### CONSIGNES DES EXERCICES
a) Répondez aux questions suivantes à partir du texte extrait ci-dessous :
(i) Il y a environ combien d'années notre espèce, Homo sapiens, a-t-elle émergé ?
(ii) À partir de quoi Homo denisova a-t-elle été identifiée ?
(iii) Quel biologiste évolutionniste l'auteur cite-t-il ?
b) Indiquez si chaque affirmation s'accorde avec le texte extrait ci-dessous, en répondant par oui ou par non et en citant les mots décisifs du texte :
(i) Homo sapiens a quitté son berceau africain il y a 60 000 ans.
(ii) La sédentarisation au néolithique remonte à environ 20 000 ans.
(iii) L'ouvrage compte 336 pages.

### TEXTE EXTRAIT
=-=-=

Auteur : Lluis Quintana-Murci

Editions Odile Jacob

www.odilejacob.fr

Octobre 2021

336 pages

Tarif indicatif de 23,90 €

 

Qui sommes-nous, êtres humains ? C’est la question à laquelle tente de répondre Lluis Quintana-Murci, biologiste franco-espagnol de renommée mondiale, chercheur de l’Institut Pasteur, professeur au Collège de France où il occupe la chaire de génomique humaine et évolution. L’auteur nous explique en mots simples les extraordinaires progrès de la génomique au cours des récentes décennies, qui nous permettent de mieux comprendre nos origines et notre destinée. Le genre Homo apparaît parmi les primates, il y a plus de deux millions d’années. Il s’est rapidement diversifié en de nombreuses espèces, d’où va émerger il y a environ 300 000 ans, notre espèce, Homo sapiens, forgée par la sélection naturelle. Notre ancêtre direct est un singe bien singulier, apparu en Afrique, avec son langage et son cerveau trop gros. Quittant son berceau africain voilà de ça 60 000 ans, il s’est dispersé dans le monde entier. Pendant des millénaires, il a progressivement peuplé l’ensemble de la planète, depuis l’Arctique jusqu’aux plus hautes montagnes et aux îles les plus inaccessibles.

Pour suivre sa trace, nous disposons des études de l’ADN des populations humaines contemporaines, mais aussi de l’ADN ancien provenant d’ossements ou de momies. C’est grâce au développement de l’archéobiologie qui constitue une véritable révolution technologique permettant de décrypter le génome d’espèces disparues depuis des dizaines de milliers d’années. À peine dix ans après la publication du génome complet de Homo sapiens, on a déchiffré les génomes de l’homme de Neandertal (Homo neanderthalensis) et de Homo denisova, une espèce totalement inconnue et identifiée à partir d’une dent ! Ainsi, notre espèce est le fruit d’un métissage entre ces trois espèces. Chacun de nous conserve dans son génome quelques pourcents des gènes de nos lointains cousins.

L’auteur narre la longue histoire du métissage des populations humaines, qui va faciliter notre capacité d’adaptation à des environnements très divers et souvent hostiles : par exemple, la digestion du lait, la pigmentation de la peau selon l’ensoleillement, l’accoutumance au froid et les oméga-3, à la forêt tropicale où vivent les pygmées, à l’altitude et à l’hypoxie… Conjointement, Homo sapiens doit s’adapter aux agressions microbiennes diverses, amplifiées lors de sa sédentarisation au néolithique il y a environ 10 000 ans. C’est alors qu’au contact des animaux d’élevage, notamment, émergent beaucoup de maladies infectieuses, parfois épidémiques, favorisées par l’expansion démographique et la promiscuité dans les premières cités. 

À la lumière de la génétique des populations et de l’analyse du polymorphisme génétique des individus, l’auteur retrace toute l’histoire des populations de l’Afrique, de l’Europe et des « Asies », ainsi que la colonisation de l’Amérique il y a 13 000 ans. Lui et son équipe de l’Institut Pasteur ont beaucoup contribué à ces découvertes. L’archéobiologie a aussi permis d’identifier, à partir de restes humains, de nombreux agents pathogènes, virus, bactéries ou parasites. En reconstituant les arbres généalogiques des microorganismes, on peut estimer la date de leur apparition. L’auteur insiste également sur les avantages du métissage et les bienfaits de la diversité pour la survie de l’espèce humaine. Il illustre son propos par une citation du biologiste évolutionniste Theodosius Dobzhansky : « Rien n’a de sens en biologie si ce n’est à la lumière de l’Évolution ». Il rappelle de même ce que nous devons à l’héritage génétique des humains archaïques, notamment dans la résistance aux infections. 

Une des grandes qualités de l’ouvrage Le peuple des humains est la simplicité et la clarté du récit, facile à lire et accessible au grand public. Il repose aussi sur une bibliographie impressionnante étayant chaque chapitre de l’ouvrage. C’est un hymne à la diversité et au métissage, basé sur des données scientifiques solides.

=-=-=

### DONNÉES FOURNIES
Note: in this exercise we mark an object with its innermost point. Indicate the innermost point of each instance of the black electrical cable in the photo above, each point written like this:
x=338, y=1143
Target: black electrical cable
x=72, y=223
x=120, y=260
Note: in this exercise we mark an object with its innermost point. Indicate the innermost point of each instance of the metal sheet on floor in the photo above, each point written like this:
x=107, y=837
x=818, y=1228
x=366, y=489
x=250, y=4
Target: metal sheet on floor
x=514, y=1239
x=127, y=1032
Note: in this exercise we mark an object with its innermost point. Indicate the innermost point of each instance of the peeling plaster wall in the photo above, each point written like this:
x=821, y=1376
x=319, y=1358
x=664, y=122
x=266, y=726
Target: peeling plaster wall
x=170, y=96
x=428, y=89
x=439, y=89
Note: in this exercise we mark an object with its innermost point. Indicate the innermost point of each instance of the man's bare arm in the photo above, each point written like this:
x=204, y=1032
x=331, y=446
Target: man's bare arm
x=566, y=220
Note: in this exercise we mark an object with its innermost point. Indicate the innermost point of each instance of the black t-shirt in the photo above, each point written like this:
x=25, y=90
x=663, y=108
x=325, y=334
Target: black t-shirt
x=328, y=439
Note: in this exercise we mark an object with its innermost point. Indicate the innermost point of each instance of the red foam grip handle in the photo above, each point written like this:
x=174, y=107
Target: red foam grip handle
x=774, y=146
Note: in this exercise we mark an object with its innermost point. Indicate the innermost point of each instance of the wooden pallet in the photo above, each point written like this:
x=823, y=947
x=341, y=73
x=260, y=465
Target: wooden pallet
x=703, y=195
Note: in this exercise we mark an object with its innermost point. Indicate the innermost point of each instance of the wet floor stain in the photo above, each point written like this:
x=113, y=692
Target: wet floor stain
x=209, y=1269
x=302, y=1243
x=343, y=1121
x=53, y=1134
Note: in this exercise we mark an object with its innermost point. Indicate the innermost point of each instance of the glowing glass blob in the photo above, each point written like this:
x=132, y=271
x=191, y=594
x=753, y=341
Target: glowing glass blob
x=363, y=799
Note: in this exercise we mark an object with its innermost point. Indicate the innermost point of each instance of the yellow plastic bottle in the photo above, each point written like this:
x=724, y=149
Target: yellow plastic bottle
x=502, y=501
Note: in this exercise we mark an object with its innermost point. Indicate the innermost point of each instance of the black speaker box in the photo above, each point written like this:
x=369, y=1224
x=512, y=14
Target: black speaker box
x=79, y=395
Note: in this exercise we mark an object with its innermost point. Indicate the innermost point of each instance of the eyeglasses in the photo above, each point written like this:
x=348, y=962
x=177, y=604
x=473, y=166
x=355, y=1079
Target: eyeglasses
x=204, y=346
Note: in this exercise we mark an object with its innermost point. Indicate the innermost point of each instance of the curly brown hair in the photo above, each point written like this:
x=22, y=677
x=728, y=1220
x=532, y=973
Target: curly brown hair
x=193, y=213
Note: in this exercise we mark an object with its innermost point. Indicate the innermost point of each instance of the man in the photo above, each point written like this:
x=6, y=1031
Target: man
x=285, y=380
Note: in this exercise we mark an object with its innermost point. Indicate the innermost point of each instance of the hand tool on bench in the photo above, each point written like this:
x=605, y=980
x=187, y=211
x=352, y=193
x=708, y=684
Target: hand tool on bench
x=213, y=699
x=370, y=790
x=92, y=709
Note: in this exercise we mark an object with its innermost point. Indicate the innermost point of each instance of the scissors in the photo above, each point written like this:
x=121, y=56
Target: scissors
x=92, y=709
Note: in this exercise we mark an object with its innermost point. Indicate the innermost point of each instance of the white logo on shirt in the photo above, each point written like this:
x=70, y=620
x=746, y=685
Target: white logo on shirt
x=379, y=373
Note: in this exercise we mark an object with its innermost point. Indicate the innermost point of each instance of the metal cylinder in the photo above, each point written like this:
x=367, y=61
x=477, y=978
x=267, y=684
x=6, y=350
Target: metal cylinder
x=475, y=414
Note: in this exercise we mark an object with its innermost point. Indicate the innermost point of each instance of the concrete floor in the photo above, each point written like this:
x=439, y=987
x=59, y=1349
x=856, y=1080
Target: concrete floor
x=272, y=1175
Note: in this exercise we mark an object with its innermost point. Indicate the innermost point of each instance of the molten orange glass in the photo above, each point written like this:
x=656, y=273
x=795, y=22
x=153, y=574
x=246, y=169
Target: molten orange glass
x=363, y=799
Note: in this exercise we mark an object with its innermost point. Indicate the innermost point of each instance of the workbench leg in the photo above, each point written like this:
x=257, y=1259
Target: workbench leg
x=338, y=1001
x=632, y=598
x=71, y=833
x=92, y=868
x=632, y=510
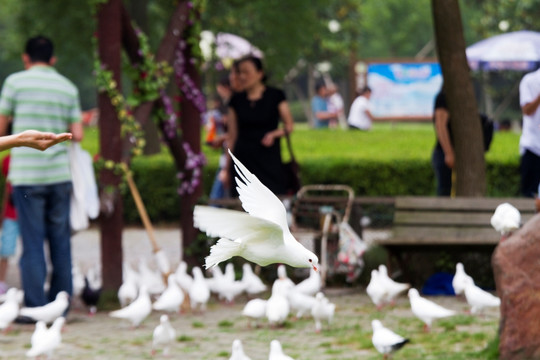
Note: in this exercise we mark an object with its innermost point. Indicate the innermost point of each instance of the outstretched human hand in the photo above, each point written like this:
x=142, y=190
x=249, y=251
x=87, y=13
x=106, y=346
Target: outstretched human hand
x=40, y=140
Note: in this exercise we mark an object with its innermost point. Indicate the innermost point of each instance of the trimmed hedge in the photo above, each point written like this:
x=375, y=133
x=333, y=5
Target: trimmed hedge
x=157, y=182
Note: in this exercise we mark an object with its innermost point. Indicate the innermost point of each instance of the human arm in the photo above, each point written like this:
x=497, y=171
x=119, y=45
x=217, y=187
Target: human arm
x=288, y=124
x=33, y=139
x=441, y=129
x=531, y=107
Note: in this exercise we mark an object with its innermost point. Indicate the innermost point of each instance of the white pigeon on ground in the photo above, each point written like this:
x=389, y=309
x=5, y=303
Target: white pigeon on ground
x=276, y=352
x=171, y=299
x=322, y=310
x=49, y=312
x=393, y=288
x=478, y=298
x=300, y=302
x=311, y=285
x=9, y=309
x=506, y=219
x=163, y=336
x=238, y=351
x=39, y=330
x=282, y=280
x=199, y=294
x=375, y=290
x=426, y=310
x=261, y=235
x=182, y=277
x=127, y=292
x=253, y=283
x=277, y=306
x=255, y=310
x=46, y=341
x=459, y=280
x=385, y=340
x=137, y=311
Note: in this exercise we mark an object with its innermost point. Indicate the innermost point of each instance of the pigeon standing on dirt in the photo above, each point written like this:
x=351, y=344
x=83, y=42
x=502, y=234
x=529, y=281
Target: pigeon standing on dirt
x=137, y=311
x=46, y=341
x=163, y=336
x=261, y=235
x=506, y=219
x=49, y=312
x=460, y=279
x=426, y=310
x=385, y=340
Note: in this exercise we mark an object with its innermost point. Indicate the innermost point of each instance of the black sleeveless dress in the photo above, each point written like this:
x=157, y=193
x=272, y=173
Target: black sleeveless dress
x=255, y=119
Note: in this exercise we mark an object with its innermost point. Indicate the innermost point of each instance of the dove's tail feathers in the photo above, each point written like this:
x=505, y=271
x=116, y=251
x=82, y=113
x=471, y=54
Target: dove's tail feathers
x=223, y=250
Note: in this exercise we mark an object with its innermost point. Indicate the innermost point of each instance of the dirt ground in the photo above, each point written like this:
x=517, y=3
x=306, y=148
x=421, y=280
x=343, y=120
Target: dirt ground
x=210, y=335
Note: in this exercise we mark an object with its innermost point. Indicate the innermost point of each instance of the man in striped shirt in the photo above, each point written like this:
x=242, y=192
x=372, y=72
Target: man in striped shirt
x=40, y=98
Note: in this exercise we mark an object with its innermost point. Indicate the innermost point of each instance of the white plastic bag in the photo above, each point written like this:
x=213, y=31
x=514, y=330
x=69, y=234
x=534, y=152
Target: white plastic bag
x=84, y=196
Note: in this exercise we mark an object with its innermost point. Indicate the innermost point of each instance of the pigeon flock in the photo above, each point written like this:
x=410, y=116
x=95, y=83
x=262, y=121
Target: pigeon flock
x=261, y=236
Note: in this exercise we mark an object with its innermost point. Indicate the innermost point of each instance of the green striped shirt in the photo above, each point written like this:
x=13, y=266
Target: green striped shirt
x=41, y=99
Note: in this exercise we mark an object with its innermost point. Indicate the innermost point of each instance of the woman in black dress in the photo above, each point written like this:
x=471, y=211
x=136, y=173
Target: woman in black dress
x=253, y=126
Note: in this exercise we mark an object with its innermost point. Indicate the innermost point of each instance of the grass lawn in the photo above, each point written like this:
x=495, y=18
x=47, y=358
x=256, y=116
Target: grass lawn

=-=-=

### CORRIGÉ DES EXERCICES
a)
(i) Il y a environ 300 000 ans.
(ii) À partir d'une dent.
(iii) Theodosius Dobzhansky.

b)
(i) Oui : « Quittant son berceau africain voilà de ça 60 000 ans, il s’est dispersé dans le monde entier. »
(ii) Non : « lors de sa sédentarisation au néolithique il y a environ 10 000 ans »
(iii) Oui : « 336 pages »